RECORDS FOR THIS TASK below:

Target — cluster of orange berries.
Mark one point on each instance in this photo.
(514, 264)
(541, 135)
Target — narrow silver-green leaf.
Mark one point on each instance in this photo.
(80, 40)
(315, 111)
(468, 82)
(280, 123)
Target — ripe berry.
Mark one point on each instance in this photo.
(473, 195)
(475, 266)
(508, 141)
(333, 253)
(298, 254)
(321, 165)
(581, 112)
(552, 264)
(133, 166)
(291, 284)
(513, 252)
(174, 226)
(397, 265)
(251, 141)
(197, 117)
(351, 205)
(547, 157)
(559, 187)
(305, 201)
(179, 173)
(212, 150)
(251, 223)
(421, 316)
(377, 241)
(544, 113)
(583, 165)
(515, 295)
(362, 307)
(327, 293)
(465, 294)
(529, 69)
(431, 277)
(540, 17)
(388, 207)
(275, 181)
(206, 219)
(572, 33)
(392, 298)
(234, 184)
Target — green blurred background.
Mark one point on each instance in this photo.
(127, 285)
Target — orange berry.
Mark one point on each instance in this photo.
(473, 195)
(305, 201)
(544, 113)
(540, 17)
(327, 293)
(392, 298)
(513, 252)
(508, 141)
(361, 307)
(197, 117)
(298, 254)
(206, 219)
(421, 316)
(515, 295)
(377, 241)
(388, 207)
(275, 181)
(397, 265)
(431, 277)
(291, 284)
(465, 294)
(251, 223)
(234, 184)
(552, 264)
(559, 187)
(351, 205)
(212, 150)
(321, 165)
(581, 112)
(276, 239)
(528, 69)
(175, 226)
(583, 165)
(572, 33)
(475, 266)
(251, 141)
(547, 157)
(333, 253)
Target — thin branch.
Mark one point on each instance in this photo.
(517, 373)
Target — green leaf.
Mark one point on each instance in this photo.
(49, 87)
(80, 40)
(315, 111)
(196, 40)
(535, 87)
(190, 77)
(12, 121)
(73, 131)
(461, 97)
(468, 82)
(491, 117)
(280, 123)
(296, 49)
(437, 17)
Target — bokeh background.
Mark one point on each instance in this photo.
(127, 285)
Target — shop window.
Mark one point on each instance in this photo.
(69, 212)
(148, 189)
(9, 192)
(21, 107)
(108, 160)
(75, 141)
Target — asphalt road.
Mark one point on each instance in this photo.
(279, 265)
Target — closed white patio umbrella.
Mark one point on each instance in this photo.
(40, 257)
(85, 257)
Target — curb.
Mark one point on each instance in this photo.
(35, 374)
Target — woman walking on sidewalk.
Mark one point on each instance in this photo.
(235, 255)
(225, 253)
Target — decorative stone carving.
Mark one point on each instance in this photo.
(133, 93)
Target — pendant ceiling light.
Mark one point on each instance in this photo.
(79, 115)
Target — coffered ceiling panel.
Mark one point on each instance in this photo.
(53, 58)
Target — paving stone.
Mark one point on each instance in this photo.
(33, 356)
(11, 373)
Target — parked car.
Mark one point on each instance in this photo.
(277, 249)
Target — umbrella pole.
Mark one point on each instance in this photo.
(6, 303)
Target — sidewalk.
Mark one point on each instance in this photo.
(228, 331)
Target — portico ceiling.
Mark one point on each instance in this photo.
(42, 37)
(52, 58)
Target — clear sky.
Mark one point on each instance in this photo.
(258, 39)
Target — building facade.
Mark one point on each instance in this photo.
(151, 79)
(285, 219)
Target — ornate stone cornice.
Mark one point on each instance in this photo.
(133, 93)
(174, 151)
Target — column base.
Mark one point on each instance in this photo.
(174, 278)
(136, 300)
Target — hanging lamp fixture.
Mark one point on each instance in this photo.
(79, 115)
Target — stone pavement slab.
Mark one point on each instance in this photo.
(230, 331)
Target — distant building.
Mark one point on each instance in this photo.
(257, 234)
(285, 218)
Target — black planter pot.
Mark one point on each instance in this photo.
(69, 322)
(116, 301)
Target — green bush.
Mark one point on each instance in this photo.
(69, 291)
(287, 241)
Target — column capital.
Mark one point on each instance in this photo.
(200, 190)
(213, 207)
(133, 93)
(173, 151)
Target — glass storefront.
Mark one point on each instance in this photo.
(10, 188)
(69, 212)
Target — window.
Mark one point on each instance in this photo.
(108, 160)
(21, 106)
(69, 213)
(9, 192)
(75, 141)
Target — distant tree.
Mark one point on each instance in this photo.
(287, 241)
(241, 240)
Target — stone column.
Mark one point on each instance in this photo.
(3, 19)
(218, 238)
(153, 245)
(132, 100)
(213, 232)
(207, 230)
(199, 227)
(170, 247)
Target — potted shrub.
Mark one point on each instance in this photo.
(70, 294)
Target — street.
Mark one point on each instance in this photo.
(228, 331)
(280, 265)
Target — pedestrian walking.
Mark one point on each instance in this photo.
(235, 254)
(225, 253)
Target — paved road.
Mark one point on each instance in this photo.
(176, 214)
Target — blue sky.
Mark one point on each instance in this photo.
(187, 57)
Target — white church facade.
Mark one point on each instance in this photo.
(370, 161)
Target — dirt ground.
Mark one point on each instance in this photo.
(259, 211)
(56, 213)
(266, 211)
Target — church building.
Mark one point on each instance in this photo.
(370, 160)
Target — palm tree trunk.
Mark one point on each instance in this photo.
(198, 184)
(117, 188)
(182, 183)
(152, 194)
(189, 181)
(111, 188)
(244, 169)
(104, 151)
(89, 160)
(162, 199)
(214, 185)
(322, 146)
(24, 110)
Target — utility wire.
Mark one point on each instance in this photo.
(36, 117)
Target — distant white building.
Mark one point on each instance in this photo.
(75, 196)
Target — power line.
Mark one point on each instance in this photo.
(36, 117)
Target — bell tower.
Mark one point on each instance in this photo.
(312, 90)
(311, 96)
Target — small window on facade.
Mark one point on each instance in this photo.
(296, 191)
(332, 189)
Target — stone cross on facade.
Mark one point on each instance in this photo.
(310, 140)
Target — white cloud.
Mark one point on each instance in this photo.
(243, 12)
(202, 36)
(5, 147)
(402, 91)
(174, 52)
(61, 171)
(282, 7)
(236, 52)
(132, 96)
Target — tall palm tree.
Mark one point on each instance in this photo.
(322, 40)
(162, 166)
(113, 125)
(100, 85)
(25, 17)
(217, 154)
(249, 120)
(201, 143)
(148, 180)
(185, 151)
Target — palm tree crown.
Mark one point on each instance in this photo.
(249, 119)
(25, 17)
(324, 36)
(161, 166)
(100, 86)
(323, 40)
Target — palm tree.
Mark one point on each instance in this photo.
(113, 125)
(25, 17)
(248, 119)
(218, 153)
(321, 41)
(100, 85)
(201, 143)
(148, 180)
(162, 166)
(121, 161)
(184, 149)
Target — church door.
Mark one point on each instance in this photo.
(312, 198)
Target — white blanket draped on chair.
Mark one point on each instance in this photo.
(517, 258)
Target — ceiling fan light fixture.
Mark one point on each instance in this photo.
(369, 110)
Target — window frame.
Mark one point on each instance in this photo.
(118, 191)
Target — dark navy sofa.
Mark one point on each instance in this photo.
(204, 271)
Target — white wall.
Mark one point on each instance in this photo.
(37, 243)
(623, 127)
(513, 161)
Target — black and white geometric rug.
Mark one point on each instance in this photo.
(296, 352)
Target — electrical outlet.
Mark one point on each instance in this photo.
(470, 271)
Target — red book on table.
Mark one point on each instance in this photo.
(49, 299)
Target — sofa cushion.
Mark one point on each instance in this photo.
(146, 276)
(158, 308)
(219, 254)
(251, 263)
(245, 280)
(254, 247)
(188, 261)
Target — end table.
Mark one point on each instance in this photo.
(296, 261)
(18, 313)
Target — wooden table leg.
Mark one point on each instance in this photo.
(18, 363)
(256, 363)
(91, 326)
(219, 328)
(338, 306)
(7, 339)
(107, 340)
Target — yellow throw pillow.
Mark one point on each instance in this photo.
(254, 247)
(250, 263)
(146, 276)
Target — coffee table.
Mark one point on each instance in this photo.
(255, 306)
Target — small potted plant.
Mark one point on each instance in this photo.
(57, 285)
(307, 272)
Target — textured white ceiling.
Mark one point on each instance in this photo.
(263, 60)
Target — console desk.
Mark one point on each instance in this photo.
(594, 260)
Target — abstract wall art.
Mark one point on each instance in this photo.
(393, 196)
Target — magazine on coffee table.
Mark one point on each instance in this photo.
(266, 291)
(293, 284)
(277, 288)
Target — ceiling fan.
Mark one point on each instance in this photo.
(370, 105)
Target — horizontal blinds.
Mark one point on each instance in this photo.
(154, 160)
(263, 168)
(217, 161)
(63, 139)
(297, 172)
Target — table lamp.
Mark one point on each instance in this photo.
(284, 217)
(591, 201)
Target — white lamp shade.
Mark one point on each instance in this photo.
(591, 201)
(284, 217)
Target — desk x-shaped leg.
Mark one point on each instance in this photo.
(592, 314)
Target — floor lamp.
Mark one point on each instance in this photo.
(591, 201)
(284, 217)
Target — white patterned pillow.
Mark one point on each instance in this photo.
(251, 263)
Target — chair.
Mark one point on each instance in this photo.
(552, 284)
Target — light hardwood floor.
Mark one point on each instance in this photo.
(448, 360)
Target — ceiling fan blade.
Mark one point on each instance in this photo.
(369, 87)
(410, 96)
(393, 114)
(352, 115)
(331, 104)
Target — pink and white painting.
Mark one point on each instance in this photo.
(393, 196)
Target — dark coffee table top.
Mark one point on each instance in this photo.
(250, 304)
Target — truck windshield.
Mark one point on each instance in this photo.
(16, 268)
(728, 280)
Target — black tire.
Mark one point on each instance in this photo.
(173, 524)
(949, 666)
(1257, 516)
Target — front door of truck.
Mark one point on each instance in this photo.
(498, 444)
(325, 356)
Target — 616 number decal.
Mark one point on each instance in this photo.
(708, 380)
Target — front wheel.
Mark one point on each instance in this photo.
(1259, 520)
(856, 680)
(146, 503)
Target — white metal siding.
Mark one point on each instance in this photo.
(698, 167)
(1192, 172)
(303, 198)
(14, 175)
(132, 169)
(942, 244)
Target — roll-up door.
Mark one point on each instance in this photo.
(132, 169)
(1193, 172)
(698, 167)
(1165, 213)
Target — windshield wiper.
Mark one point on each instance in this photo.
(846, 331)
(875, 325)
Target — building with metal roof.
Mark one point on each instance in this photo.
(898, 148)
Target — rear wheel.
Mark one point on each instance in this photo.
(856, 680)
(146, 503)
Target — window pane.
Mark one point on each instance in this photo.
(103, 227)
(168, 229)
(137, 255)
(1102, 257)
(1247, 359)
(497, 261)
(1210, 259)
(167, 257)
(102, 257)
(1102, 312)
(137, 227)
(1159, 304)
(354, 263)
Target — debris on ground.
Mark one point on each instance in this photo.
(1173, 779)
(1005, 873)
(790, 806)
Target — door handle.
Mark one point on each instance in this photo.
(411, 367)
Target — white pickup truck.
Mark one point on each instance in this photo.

End of RECORDS FOR THIS TASK.

» **WHAT YOU NEED TO DO**
Only the lines from the first line of the records through the line with "Target — orange berry." should be reproduced, exactly and with nothing added.

» **YOUR RESPONSE**
Target — cluster of orange berries.
Mark one point on each instance in this photo.
(514, 264)
(541, 135)
Target — narrow silver-green leaf.
Mark one point on each instance in this photo.
(80, 40)
(315, 111)
(468, 82)
(280, 123)
Target — ripe berry.
Mark one point on each instance in this photo.
(473, 195)
(475, 266)
(508, 141)
(333, 253)
(298, 254)
(321, 165)
(581, 112)
(552, 264)
(133, 166)
(291, 284)
(513, 252)
(174, 226)
(397, 265)
(251, 141)
(197, 117)
(351, 205)
(547, 157)
(559, 187)
(305, 201)
(179, 173)
(212, 150)
(251, 223)
(421, 316)
(377, 241)
(544, 113)
(583, 165)
(515, 295)
(362, 307)
(327, 293)
(465, 294)
(529, 69)
(431, 277)
(540, 17)
(388, 207)
(275, 181)
(206, 219)
(572, 33)
(392, 298)
(234, 184)
Target — green blurred background.
Mark one point on each instance in this photo.
(127, 285)
Target — orange berry.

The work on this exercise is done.